Check each line below for the word "blue". How many have it? Answer with the number only.

> _Stored data entries_
━━━━━━━━━━━━━━━━
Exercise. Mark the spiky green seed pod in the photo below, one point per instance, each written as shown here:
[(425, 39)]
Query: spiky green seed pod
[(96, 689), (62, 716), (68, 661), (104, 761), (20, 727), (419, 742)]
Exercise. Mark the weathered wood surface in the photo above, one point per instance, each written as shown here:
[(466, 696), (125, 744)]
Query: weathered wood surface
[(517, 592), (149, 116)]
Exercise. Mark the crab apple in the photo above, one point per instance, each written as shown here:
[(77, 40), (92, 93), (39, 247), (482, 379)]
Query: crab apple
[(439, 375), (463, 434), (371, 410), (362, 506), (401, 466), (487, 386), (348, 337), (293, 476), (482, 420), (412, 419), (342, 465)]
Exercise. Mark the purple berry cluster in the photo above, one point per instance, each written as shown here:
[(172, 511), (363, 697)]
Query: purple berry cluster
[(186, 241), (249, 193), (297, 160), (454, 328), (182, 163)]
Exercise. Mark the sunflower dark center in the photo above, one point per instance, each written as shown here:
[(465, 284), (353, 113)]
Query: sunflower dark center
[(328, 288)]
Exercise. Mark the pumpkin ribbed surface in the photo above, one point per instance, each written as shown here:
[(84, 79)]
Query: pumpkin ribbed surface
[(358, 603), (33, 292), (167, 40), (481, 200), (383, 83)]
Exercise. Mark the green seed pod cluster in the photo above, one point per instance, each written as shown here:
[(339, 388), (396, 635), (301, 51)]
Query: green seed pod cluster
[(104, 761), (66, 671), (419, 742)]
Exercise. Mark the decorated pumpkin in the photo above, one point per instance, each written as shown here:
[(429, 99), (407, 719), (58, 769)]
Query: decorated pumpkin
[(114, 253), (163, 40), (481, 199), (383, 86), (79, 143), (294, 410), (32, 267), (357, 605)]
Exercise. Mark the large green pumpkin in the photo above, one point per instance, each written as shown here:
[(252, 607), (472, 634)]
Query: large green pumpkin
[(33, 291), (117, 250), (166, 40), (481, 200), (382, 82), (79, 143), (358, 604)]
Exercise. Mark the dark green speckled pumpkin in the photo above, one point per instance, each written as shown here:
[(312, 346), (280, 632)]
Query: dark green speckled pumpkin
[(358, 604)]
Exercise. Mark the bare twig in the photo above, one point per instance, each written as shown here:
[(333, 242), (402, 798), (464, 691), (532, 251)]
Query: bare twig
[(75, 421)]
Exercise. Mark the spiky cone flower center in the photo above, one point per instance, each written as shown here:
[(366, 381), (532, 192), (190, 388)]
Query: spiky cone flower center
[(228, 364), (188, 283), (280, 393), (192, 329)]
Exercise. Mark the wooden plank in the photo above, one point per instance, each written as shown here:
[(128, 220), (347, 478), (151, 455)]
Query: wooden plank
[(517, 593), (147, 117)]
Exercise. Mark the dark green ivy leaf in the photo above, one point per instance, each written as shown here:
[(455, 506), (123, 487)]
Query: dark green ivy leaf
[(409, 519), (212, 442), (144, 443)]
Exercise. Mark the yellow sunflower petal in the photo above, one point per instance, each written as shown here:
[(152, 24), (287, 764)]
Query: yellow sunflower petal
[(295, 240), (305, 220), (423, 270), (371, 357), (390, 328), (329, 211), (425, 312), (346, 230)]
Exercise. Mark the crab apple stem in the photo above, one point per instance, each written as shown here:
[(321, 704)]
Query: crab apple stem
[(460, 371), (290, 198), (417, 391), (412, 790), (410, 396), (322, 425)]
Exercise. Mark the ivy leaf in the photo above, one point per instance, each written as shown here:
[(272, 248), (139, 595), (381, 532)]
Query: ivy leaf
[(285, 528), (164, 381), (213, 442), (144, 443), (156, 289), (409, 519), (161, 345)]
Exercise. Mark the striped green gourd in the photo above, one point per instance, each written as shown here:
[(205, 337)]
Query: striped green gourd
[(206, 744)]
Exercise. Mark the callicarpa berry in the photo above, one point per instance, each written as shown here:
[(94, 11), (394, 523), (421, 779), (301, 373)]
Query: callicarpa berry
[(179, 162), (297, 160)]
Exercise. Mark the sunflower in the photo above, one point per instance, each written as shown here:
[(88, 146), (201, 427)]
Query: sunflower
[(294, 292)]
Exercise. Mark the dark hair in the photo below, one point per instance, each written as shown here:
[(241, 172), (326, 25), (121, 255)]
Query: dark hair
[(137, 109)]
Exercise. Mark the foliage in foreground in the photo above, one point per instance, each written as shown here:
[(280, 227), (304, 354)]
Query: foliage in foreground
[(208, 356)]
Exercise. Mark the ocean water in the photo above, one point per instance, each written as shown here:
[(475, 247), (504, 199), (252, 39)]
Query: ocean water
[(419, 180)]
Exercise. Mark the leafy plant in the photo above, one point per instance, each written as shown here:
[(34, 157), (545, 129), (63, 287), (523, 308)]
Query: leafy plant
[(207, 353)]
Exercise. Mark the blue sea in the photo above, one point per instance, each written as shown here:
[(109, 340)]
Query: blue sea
━━━━━━━━━━━━━━━━
> _Exercise output_
2